• [Exercise set]:
a - Can you extract the sailing report between "Big Breeze Separates" and "week's qualification series.", inclusive?
b - Does the sailing report support each of these statements? (i) Virginia KRAVARIOTI placed 7, 5 and 6 today. (ii) The first race in the men's gold fleet in the Laser had 50 sailors on the start line. (iii) That race got underway in a dropping breeze. Answer yes or no for each, quoting the words that decide it.
-- Supplied passage start --
Along with RAILEY, STEYAERT impressed in the Radial today, and would be up challenging with the American for the overall lead were it not for a capsize in the final race. After reaching the first mark in 20th, she sailed through the fleet to sixth before losing control on the final downwind to end 16th. STEYAERT sits comfortably in third. No stunning individual race performances from Virginia KRAVARIOTI (GRE), but today she proved the point that consistency pays, placing 7,5,6, and sits in third overall.

Big Breeze Separates the Fleet

Today's first race in the men's gold fleet in the Laser got underway in an increasing breeze. Fielding 40 sailors on the start line, it was set to be interesting with this the first race combining the invited sailors, including the world's top ranked sailors, alongside those who qualified for the gold fleet through last week's qualification series.
-- Supplied passage end --
-- Recorded data start --
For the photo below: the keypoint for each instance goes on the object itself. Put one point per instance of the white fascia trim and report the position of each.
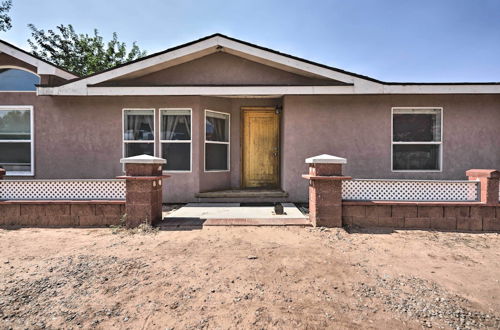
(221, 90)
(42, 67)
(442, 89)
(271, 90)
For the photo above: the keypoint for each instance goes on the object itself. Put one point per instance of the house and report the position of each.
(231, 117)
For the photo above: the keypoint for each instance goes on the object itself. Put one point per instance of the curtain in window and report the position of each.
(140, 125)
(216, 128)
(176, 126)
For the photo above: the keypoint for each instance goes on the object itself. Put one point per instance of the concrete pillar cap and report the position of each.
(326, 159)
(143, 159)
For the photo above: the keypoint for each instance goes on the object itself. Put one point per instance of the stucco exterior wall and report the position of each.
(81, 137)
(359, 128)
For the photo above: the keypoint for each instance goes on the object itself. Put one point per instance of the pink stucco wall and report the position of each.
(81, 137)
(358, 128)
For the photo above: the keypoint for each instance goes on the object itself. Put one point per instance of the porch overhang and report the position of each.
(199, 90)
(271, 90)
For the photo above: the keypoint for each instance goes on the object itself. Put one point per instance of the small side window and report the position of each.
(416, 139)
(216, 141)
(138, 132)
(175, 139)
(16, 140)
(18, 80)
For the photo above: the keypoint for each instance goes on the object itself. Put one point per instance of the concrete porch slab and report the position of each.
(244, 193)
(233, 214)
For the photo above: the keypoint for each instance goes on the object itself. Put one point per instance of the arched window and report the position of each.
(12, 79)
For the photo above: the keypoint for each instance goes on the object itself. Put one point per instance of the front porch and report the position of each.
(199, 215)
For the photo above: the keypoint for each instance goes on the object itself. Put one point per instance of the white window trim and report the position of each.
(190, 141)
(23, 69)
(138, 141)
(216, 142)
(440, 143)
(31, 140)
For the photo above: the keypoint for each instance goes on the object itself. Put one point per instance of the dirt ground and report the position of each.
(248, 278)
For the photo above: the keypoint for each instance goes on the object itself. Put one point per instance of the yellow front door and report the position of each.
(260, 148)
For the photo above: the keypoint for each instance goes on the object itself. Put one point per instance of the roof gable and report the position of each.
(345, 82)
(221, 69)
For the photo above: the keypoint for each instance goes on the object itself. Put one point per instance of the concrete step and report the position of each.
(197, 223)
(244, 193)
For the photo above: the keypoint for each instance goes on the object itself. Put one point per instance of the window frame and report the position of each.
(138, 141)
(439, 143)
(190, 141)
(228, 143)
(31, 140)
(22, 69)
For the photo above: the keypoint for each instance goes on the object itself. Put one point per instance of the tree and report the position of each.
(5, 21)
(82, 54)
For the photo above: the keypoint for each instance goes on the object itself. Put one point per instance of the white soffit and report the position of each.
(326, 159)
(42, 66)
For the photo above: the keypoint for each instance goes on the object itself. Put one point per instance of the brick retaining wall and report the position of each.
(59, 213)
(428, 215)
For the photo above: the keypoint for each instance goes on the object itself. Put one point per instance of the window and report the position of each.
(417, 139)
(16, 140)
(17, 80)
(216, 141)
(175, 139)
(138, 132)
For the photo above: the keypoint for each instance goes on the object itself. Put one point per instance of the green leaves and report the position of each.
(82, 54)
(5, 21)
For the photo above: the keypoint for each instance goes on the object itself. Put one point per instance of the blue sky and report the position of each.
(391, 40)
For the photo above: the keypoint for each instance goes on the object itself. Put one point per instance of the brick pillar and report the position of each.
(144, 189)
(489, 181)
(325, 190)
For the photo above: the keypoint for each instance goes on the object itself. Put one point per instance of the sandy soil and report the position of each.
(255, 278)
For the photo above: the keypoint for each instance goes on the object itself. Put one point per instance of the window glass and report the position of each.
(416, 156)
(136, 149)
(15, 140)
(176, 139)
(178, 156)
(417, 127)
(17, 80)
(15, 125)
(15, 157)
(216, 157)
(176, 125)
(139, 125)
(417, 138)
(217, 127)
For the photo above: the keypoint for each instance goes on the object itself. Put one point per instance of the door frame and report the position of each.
-- Recorded data end --
-- Recorded data start --
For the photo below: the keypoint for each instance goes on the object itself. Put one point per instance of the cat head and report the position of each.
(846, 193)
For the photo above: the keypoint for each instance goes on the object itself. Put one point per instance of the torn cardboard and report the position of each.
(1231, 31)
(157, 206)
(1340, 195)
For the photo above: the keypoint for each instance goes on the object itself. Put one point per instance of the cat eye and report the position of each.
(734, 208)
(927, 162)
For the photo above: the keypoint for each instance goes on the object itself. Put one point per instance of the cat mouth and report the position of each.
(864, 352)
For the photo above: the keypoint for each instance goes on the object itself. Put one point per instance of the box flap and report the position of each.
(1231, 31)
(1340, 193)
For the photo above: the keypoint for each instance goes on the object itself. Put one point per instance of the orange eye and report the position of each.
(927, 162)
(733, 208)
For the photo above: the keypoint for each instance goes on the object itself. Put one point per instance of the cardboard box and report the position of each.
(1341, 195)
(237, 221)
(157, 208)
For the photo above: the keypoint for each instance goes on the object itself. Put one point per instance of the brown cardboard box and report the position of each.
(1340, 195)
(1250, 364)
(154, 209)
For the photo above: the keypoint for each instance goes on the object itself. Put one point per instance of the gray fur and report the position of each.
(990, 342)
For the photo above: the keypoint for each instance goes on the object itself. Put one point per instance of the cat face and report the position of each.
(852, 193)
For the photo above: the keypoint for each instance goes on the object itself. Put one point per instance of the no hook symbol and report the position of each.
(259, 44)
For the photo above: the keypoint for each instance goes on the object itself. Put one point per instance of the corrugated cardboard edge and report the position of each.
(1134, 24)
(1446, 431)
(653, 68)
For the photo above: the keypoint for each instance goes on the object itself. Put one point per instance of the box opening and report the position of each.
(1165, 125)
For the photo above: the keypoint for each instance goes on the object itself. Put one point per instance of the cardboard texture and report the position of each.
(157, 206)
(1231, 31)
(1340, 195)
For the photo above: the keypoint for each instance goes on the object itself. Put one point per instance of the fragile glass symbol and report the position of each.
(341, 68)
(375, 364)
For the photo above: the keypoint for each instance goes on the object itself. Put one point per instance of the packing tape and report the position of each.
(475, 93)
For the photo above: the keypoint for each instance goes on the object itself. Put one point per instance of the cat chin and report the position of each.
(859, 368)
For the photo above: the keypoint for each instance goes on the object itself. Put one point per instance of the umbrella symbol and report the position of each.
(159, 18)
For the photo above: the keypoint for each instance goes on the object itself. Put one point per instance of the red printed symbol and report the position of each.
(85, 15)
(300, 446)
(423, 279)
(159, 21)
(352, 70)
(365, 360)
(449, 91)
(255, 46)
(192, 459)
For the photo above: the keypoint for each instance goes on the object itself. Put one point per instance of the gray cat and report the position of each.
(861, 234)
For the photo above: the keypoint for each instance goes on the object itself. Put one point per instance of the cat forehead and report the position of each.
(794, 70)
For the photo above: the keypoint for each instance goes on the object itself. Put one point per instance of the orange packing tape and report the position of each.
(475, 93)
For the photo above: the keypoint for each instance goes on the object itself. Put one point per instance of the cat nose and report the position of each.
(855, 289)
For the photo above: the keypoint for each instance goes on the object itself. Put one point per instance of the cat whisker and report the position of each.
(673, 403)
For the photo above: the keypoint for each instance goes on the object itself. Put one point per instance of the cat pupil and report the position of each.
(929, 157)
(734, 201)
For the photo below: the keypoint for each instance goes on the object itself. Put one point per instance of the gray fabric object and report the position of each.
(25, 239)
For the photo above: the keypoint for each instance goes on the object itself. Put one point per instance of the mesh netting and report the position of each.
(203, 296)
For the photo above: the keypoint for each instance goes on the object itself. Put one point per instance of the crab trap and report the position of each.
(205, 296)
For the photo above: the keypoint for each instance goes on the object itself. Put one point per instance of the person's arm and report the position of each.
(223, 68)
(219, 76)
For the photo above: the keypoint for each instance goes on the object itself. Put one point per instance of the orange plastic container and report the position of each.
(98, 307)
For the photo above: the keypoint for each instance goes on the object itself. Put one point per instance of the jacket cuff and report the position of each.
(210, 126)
-- Recorded data end --
-- Recorded data start --
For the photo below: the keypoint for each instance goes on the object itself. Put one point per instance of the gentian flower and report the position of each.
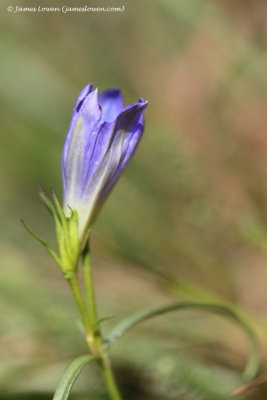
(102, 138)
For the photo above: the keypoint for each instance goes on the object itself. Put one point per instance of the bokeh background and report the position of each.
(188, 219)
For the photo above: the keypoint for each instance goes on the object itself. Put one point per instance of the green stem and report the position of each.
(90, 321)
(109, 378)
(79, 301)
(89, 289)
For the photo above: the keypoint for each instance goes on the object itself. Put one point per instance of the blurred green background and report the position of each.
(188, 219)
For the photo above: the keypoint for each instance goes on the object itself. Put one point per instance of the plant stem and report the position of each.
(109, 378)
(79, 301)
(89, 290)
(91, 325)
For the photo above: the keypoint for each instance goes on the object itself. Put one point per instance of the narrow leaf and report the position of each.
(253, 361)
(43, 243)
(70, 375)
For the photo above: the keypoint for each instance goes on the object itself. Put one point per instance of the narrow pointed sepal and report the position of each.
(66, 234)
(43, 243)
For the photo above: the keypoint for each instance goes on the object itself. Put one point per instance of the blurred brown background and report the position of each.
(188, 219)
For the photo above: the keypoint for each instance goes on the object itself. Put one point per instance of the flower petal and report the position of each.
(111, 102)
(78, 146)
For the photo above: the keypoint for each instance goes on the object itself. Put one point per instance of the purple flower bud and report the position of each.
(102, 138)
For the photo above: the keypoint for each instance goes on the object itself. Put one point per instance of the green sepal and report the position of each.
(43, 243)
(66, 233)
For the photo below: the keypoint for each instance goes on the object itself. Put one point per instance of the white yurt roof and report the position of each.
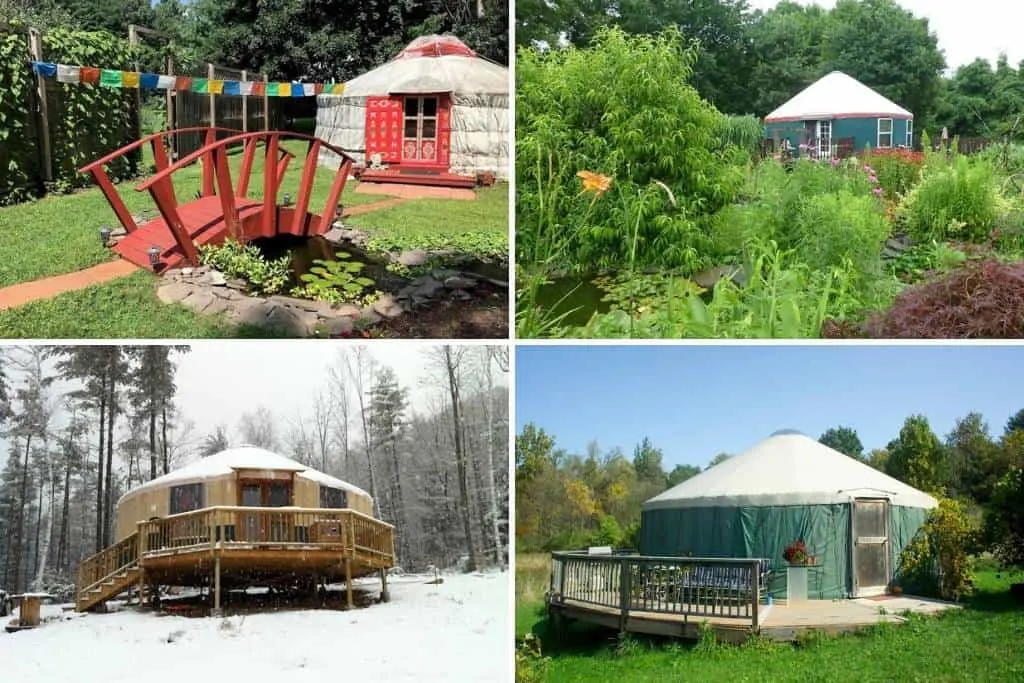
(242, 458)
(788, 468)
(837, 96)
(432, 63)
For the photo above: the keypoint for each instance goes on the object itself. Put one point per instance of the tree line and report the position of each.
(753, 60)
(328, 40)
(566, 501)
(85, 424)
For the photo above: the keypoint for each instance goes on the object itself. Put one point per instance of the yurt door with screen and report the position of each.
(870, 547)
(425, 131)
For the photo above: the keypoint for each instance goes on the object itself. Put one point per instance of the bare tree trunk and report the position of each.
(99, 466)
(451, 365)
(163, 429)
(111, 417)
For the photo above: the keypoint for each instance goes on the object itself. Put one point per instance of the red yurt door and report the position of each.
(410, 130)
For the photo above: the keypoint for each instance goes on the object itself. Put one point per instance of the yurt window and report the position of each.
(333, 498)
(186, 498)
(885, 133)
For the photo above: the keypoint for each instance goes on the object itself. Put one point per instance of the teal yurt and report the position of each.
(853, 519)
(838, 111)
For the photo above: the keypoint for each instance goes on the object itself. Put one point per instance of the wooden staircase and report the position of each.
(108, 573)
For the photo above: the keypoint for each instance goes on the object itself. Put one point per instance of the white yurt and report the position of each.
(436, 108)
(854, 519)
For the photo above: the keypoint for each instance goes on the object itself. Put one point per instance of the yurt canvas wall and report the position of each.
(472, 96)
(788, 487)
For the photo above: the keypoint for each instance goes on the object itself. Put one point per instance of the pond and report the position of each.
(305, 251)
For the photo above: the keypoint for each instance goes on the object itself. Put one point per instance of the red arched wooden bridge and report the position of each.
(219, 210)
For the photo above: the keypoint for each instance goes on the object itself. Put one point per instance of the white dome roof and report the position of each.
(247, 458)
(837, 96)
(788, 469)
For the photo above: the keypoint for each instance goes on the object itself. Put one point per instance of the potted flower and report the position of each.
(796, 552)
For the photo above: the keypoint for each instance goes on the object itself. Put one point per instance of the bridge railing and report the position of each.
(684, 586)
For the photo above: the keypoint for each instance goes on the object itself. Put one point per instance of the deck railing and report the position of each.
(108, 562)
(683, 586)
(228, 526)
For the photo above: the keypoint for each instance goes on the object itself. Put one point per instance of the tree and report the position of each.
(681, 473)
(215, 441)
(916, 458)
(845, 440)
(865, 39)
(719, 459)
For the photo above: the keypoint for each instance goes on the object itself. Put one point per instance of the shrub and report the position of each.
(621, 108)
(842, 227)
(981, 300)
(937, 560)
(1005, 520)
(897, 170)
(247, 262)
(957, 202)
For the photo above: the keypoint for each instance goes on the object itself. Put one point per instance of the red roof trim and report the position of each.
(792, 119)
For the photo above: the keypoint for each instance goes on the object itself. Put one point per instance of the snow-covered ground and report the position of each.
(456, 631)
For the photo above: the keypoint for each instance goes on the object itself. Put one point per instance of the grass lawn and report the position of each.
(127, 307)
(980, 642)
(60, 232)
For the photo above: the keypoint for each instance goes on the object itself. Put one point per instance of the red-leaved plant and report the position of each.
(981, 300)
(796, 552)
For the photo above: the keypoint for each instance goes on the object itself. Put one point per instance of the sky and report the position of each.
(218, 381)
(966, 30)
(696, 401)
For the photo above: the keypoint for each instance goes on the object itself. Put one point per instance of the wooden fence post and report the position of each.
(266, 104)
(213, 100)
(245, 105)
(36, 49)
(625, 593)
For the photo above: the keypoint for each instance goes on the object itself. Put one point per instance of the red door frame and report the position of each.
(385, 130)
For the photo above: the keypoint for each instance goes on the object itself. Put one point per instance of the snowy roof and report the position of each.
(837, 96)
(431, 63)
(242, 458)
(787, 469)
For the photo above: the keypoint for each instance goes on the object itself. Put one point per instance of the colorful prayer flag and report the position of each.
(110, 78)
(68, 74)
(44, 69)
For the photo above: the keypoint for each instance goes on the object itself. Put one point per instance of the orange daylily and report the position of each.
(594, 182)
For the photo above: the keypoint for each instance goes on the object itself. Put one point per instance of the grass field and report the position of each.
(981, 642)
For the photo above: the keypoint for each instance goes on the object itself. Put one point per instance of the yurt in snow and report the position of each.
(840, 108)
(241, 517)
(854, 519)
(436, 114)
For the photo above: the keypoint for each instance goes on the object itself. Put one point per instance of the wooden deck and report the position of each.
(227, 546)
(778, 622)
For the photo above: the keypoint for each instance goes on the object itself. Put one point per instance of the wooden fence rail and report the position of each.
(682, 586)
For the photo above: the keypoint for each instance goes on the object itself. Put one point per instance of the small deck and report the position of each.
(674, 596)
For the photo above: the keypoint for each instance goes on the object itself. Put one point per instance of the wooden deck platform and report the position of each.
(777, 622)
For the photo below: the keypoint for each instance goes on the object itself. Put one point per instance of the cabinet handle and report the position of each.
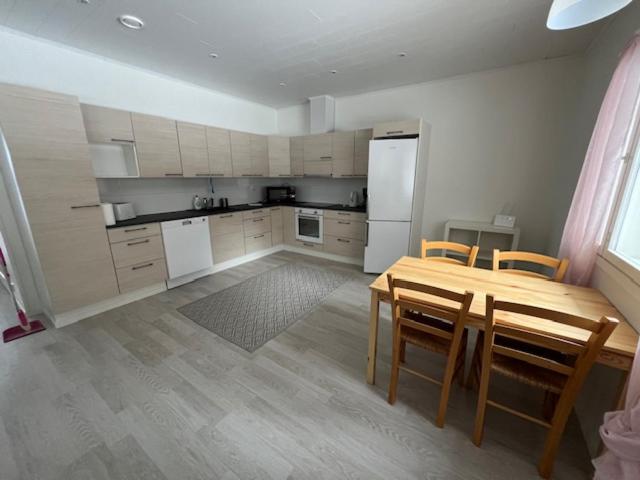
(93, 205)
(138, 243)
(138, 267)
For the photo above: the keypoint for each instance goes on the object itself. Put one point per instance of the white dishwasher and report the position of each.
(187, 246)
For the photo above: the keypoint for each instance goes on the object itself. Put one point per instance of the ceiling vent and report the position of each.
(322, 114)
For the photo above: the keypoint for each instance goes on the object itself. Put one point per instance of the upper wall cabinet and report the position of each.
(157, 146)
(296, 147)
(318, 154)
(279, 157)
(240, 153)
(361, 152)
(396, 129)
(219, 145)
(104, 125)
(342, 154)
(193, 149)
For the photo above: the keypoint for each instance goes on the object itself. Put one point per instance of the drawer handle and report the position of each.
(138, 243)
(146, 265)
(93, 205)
-- Recorded data end --
• [Task responses]:
a -
Big Breeze Separates the Fleet

Today's first race in the men's gold fleet in the Laser got underway in an increasing breeze. Fielding 40 sailors on the start line, it was set to be interesting with this the first race combining the invited sailors, including the world's top ranked sailors, alongside those who qualified for the gold fleet through last week's qualification series.

b -
(i) Yes: "placing 7,5,6"
(ii) No: "Fielding 40 sailors on the start line"
(iii) No: "got underway in an increasing breeze"